**Study text:**
++++++++++++++++++++

Organic produce tests and inspections

What producers, processors, importers and sellers need to know about organic food inspections and tests

You can be inspected at any time by the control body (CB) that certifies your products as organic if you produce, process, import or sell organic food or feed.

You might not get notice of the visit.

You can also report suspected products for the control body to inspect and investigate.

Get inspected

You’ll be inspected at least once a year by your control body. You may get further random inspections or if your control body thinks your premises may be a risk.

Provide samples for testing

Your control body might need to take samples if it inspects your business. You, or someone you authorise, must be present when your control body does this.

If your product has already been certified as EU organic by a control body in the UK or in the EU it can still be retested.

Your control body will send the samples to a laboratory accredited for the test necessary on your particular samples.

Get a detailed inspection if you have livestock

You might need more detailed assessments if you keep livestock for organic meat or dairy products. Your control body might test your livestock, meat and feed for:

  • banned substances (known as prohibited substances in EU regulations) such as growth hormones
  • use of veterinary medicines such as antibiotics

What happens if tests show that your product might not meet organic standards

Your control body will investigate if test results show that your product might not meet organic standards. They can only investigate if they have a belief backed up with evidence including test results, otherwise known as ‘substantiated suspicion’.

You control body might also need to check if any:

  • other products in your business are affected
  • businesses that supply ingredients to you are affected

Get a risk assessment if your products need further investigation

Your control body will carry out a risk assessment if the test results show a need for further investigation. You usually won’t be able to label your product as organic while a full investigation take place, depending on the results of the risk assessment.

The risk assessment will decide if:

  • you’ve deliberately used banned substances, eg a prohibited pesticide
  • contamination was outside your control, eg if someone else’s pesticide spray drifted on to your crop or an ingredient that you bought was contaminated
  • you were negligent, eg you didn’t take measures to prevent contamination
  • you’ve not been following the correct organic procedures, eg cleaning and disinfecting according to the rules

What happens if your products are over the safe limit for pesticide residues

You must contact your local trading standards or environmental health office if your control body reports you to the UK’s Chemical Regulation Directorate because it believes your product contains more than the safe limit of pesticides.

The safe limit for consumers is known as the maximum residue level (MRL). Each pesticide has a different MRL. Find out the MRL for a pesticide.

The Chemical Regulation Directorate will investigate you if you’re reported to them. You must contact your local trading standards or environmental health office if you’re reported to the CRD.

You must work closely with your control body during this period. All follow-up action will be via the CB.

Appeal against test results

You must tell your control body within 2 working days of receiving any test results if you disagree with the result.

You can:

  • ask the control body to test again and get a second opinion
  • arrange your own test, as long as it follows European Regulation 882/2004

You should do this in consultation with your control body who can advise in each case. Not all labs are accredited for all organic testing.

++++++++++++++++++++

**Data shown:**
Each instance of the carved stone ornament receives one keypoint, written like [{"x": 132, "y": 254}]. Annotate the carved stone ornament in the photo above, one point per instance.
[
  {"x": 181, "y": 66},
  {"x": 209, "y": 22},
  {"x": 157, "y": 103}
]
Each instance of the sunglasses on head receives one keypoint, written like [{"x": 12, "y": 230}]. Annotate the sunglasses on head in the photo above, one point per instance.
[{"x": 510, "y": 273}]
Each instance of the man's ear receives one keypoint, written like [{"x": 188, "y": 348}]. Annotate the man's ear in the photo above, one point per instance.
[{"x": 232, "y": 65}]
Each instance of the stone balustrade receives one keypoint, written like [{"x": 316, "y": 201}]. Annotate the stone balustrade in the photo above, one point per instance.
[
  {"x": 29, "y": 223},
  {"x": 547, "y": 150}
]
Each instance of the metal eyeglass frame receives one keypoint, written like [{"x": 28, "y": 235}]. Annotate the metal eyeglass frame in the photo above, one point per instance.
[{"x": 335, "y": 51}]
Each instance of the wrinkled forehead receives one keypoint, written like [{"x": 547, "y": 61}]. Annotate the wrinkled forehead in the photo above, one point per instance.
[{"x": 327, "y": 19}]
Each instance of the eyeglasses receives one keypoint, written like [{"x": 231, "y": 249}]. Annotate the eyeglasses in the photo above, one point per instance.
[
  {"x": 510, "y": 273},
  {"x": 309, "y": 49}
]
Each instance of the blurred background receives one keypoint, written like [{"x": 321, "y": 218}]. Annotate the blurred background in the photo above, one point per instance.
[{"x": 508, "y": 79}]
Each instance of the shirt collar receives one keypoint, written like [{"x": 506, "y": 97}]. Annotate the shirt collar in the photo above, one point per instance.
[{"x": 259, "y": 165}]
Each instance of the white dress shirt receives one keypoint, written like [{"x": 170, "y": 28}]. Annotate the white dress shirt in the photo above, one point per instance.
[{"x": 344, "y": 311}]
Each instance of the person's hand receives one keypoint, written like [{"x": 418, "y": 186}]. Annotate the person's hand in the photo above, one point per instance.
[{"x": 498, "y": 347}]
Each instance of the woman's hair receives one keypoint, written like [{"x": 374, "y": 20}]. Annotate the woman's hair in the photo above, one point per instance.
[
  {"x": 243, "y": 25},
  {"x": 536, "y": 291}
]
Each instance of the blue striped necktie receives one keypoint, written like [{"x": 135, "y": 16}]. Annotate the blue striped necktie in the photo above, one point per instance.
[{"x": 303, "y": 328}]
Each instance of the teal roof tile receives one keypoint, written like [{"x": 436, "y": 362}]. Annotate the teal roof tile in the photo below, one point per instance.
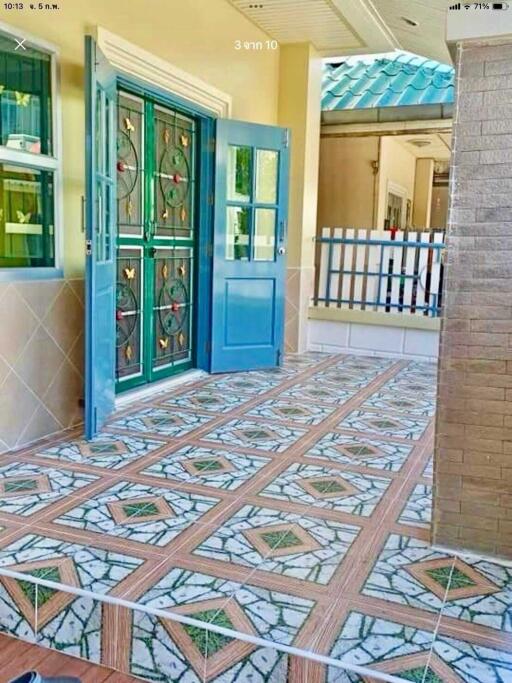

++++++++++++++++++++

**Things to do:**
1. In the organic inspections guidance, how long does a business have to tell its control body that it disagrees with a test result?
2. Translate this sentence from the organic inspections guidance into Spanish: "You might not get notice of the visit."
3. Please reproduce word for word the stretch of the organic inspections guidance from "You can be inspected" through "body does this.".

**Exercise solutions:**
1. Within 2 working days of receiving the test results.

2. Puede que no se le avise de la visita.

3.
You can be inspected at any time by the control body (CB) that certifies your products as organic if you produce, process, import or sell organic food or feed.

You might not get notice of the visit.

You can also report suspected products for the control body to inspect and investigate.

Get inspected

You’ll be inspected at least once a year by your control body. You may get further random inspections or if your control body thinks your premises may be a risk.

Provide samples for testing

Your control body might need to take samples if it inspects your business. You, or someone you authorise, must be present when your control body does this.